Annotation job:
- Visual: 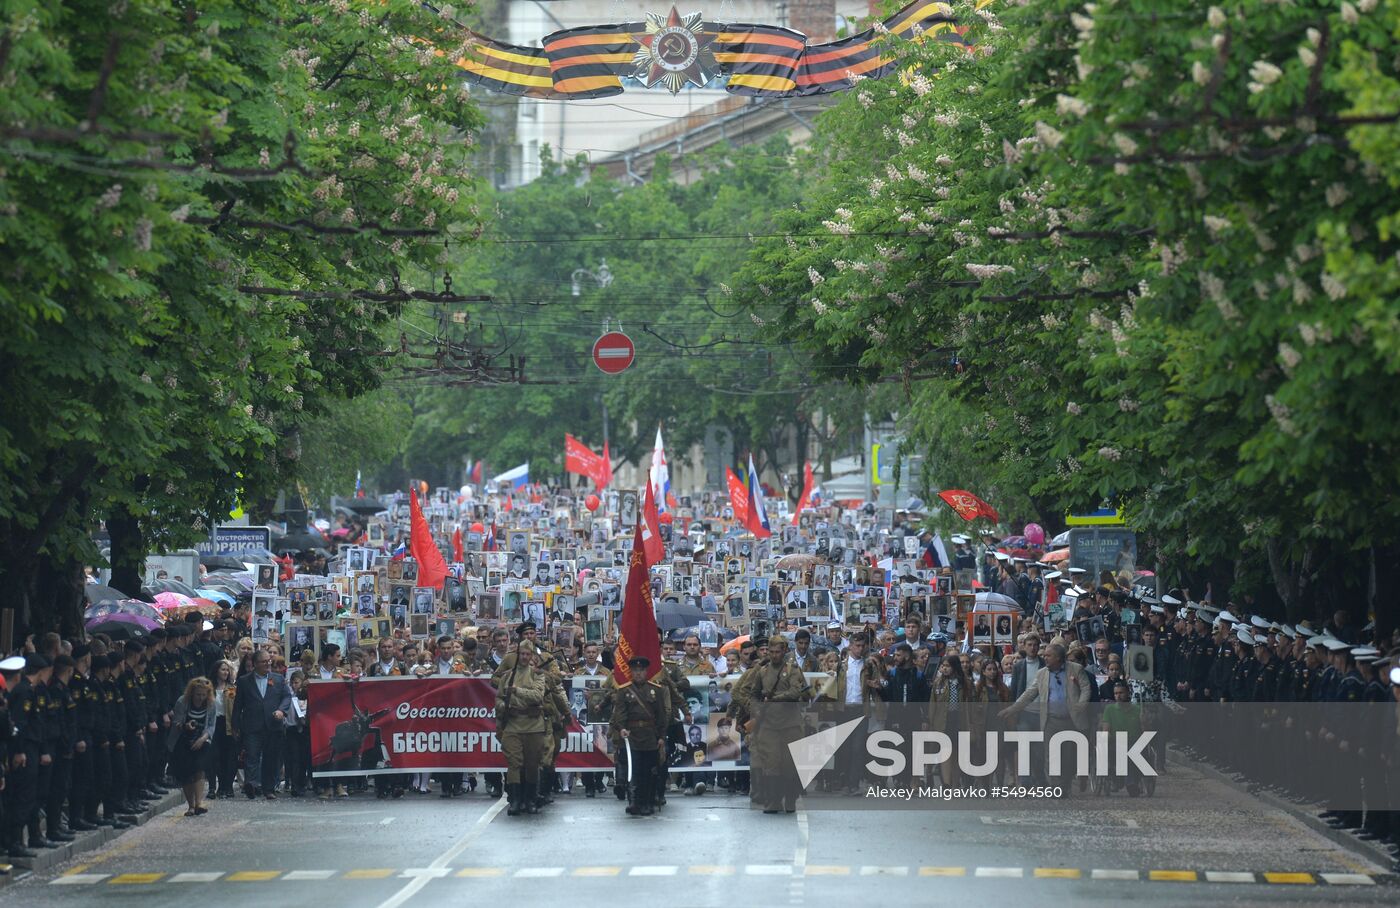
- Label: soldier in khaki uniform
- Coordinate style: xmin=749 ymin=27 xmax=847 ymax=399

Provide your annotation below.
xmin=656 ymin=640 xmax=691 ymax=805
xmin=732 ymin=636 xmax=809 ymax=813
xmin=610 ymin=656 xmax=671 ymax=817
xmin=493 ymin=623 xmax=569 ymax=809
xmin=493 ymin=640 xmax=549 ymax=816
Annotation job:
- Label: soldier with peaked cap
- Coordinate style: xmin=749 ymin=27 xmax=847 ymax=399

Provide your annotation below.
xmin=493 ymin=639 xmax=549 ymax=816
xmin=609 ymin=655 xmax=670 ymax=817
xmin=732 ymin=636 xmax=809 ymax=813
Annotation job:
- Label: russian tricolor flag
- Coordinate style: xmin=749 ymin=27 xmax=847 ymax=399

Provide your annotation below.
xmin=746 ymin=454 xmax=771 ymax=539
xmin=490 ymin=463 xmax=530 ymax=489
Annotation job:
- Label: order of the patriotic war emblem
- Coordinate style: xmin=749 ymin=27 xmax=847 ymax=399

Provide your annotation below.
xmin=632 ymin=7 xmax=717 ymax=94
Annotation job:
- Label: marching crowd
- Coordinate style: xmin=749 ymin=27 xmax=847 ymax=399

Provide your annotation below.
xmin=2 ymin=484 xmax=1398 ymax=870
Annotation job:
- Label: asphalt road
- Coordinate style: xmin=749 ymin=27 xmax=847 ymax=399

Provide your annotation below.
xmin=5 ymin=756 xmax=1395 ymax=907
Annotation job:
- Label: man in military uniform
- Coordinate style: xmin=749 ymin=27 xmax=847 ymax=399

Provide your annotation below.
xmin=43 ymin=654 xmax=78 ymax=844
xmin=68 ymin=646 xmax=100 ymax=831
xmin=494 ymin=623 xmax=568 ymax=808
xmin=493 ymin=639 xmax=549 ymax=816
xmin=609 ymin=655 xmax=670 ymax=817
xmin=4 ymin=655 xmax=47 ymax=857
xmin=733 ymin=636 xmax=809 ymax=813
xmin=656 ymin=637 xmax=690 ymax=804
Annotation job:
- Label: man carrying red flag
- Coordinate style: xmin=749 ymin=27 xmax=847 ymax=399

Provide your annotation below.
xmin=408 ymin=489 xmax=449 ymax=589
xmin=640 ymin=481 xmax=664 ymax=565
xmin=611 ymin=518 xmax=669 ymax=816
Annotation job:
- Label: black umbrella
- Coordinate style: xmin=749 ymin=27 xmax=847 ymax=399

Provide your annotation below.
xmin=87 ymin=619 xmax=153 ymax=640
xmin=84 ymin=583 xmax=130 ymax=604
xmin=273 ymin=533 xmax=326 ymax=554
xmin=332 ymin=496 xmax=389 ymax=516
xmin=145 ymin=578 xmax=199 ymax=597
xmin=655 ymin=600 xmax=705 ymax=631
xmin=199 ymin=554 xmax=247 ymax=572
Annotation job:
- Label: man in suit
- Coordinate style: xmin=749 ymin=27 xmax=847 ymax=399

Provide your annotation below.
xmin=231 ymin=649 xmax=292 ymax=800
xmin=1000 ymin=643 xmax=1092 ymax=793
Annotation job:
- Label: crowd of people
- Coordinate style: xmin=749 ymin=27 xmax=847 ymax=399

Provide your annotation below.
xmin=1 ymin=480 xmax=1397 ymax=870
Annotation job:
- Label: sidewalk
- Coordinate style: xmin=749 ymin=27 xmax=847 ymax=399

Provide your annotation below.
xmin=0 ymin=789 xmax=185 ymax=888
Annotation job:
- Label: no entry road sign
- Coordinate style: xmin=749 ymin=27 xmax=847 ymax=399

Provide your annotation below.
xmin=592 ymin=331 xmax=635 ymax=374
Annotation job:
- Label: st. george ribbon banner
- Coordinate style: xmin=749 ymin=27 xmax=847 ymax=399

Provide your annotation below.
xmin=453 ymin=2 xmax=977 ymax=100
xmin=308 ymin=676 xmax=614 ymax=776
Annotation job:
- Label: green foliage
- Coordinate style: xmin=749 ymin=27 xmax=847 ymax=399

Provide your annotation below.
xmin=0 ymin=0 xmax=486 ymax=626
xmin=730 ymin=0 xmax=1400 ymax=618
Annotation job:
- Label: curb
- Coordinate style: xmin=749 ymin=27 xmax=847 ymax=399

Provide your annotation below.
xmin=1 ymin=789 xmax=185 ymax=884
xmin=1169 ymin=747 xmax=1395 ymax=871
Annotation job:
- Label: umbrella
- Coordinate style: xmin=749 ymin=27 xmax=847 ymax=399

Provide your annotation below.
xmin=86 ymin=612 xmax=161 ymax=633
xmin=1049 ymin=529 xmax=1071 ymax=547
xmin=87 ymin=619 xmax=154 ymax=640
xmin=145 ymin=577 xmax=199 ymax=597
xmin=197 ymin=588 xmax=236 ymax=606
xmin=199 ymin=554 xmax=247 ymax=572
xmin=654 ymin=600 xmax=705 ymax=631
xmin=183 ymin=598 xmax=223 ymax=618
xmin=775 ymin=553 xmax=822 ymax=571
xmin=720 ymin=634 xmax=750 ymax=655
xmin=83 ymin=583 xmax=129 ymax=604
xmin=974 ymin=591 xmax=1021 ymax=611
xmin=274 ymin=532 xmax=326 ymax=554
xmin=84 ymin=598 xmax=164 ymax=622
xmin=1044 ymin=548 xmax=1071 ymax=564
xmin=153 ymin=591 xmax=196 ymax=612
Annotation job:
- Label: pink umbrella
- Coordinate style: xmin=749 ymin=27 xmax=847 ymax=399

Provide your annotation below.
xmin=86 ymin=612 xmax=162 ymax=632
xmin=153 ymin=591 xmax=196 ymax=611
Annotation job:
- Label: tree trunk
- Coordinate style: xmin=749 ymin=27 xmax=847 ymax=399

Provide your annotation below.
xmin=107 ymin=507 xmax=145 ymax=598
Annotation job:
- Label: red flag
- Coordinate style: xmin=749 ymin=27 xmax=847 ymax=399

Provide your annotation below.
xmin=791 ymin=461 xmax=814 ymax=526
xmin=469 ymin=460 xmax=483 ymax=485
xmin=451 ymin=526 xmax=464 ymax=563
xmin=565 ymin=434 xmax=608 ymax=487
xmin=614 ymin=519 xmax=662 ymax=686
xmin=726 ymin=468 xmax=749 ymax=527
xmin=937 ymin=489 xmax=1000 ymax=523
xmin=408 ymin=489 xmax=449 ymax=589
xmin=599 ymin=440 xmax=613 ymax=490
xmin=640 ymin=481 xmax=664 ymax=564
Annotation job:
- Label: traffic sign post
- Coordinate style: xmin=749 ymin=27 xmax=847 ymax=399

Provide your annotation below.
xmin=592 ymin=331 xmax=635 ymax=374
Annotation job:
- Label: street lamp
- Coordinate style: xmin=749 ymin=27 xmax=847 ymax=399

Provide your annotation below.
xmin=571 ymin=259 xmax=613 ymax=297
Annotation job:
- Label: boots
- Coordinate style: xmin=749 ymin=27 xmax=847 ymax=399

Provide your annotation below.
xmin=536 ymin=771 xmax=554 ymax=807
xmin=6 ymin=828 xmax=35 ymax=859
xmin=49 ymin=817 xmax=77 ymax=840
xmin=506 ymin=783 xmax=522 ymax=817
xmin=522 ymin=782 xmax=539 ymax=815
xmin=27 ymin=819 xmax=56 ymax=849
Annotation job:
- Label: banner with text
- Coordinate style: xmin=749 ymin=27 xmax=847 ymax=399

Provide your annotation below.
xmin=308 ymin=676 xmax=614 ymax=776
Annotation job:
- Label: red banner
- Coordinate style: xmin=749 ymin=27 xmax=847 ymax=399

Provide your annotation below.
xmin=409 ymin=489 xmax=449 ymax=589
xmin=726 ymin=467 xmax=749 ymax=528
xmin=564 ymin=434 xmax=608 ymax=487
xmin=937 ymin=489 xmax=1000 ymax=523
xmin=307 ymin=676 xmax=614 ymax=775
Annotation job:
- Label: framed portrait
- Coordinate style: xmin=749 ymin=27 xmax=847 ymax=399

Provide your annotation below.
xmin=993 ymin=613 xmax=1013 ymax=644
xmin=554 ymin=593 xmax=576 ymax=619
xmin=355 ymin=571 xmax=377 ymax=596
xmin=256 ymin=564 xmax=277 ymax=590
xmin=508 ymin=531 xmax=530 ymax=555
xmin=501 ymin=587 xmax=524 ymax=623
xmin=387 ymin=560 xmax=404 ymax=581
xmin=357 ymin=619 xmax=378 ymax=644
xmin=410 ymin=613 xmax=430 ymax=639
xmin=411 ymin=587 xmax=436 ymax=615
xmin=285 ymin=622 xmax=315 ymax=665
xmin=356 ymin=592 xmax=377 ymax=618
xmin=477 ymin=590 xmax=500 ymax=622
xmin=401 ymin=560 xmax=419 ymax=583
xmin=435 ymin=617 xmax=456 ymax=640
xmin=252 ymin=590 xmax=276 ymax=619
xmin=584 ymin=616 xmax=604 ymax=643
xmin=389 ymin=603 xmax=408 ymax=631
xmin=618 ymin=491 xmax=639 ymax=527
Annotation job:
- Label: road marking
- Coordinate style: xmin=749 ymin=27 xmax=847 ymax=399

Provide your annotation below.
xmin=1263 ymin=872 xmax=1314 ymax=884
xmin=110 ymin=873 xmax=165 ymax=884
xmin=62 ymin=864 xmax=93 ymax=876
xmin=572 ymin=867 xmax=622 ymax=877
xmin=919 ymin=867 xmax=967 ymax=877
xmin=51 ymin=874 xmax=110 ymax=885
xmin=1091 ymin=869 xmax=1139 ymax=881
xmin=1203 ymin=871 xmax=1256 ymax=883
xmin=630 ymin=866 xmax=679 ymax=876
xmin=455 ymin=868 xmax=506 ymax=878
xmin=1148 ymin=870 xmax=1198 ymax=882
xmin=974 ymin=867 xmax=1024 ymax=878
xmin=380 ymin=817 xmax=395 ymax=825
xmin=283 ymin=870 xmax=337 ymax=881
xmin=373 ymin=797 xmax=506 ymax=908
xmin=745 ymin=864 xmax=794 ymax=875
xmin=688 ymin=865 xmax=736 ymax=875
xmin=1320 ymin=873 xmax=1376 ymax=885
xmin=226 ymin=871 xmax=281 ymax=881
xmin=1034 ymin=868 xmax=1081 ymax=879
xmin=514 ymin=868 xmax=564 ymax=878
xmin=860 ymin=866 xmax=908 ymax=876
xmin=804 ymin=866 xmax=850 ymax=875
xmin=400 ymin=868 xmax=451 ymax=878
xmin=169 ymin=872 xmax=225 ymax=883
xmin=792 ymin=808 xmax=809 ymax=905
xmin=346 ymin=869 xmax=396 ymax=879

-------

## WHAT THE TASK ASKS
The expected answer is a copy of each line in the listing above that contains "road".

## SOLUTION BELOW
- Label: asphalt road
- Label: no entry road sign
- Label: road marking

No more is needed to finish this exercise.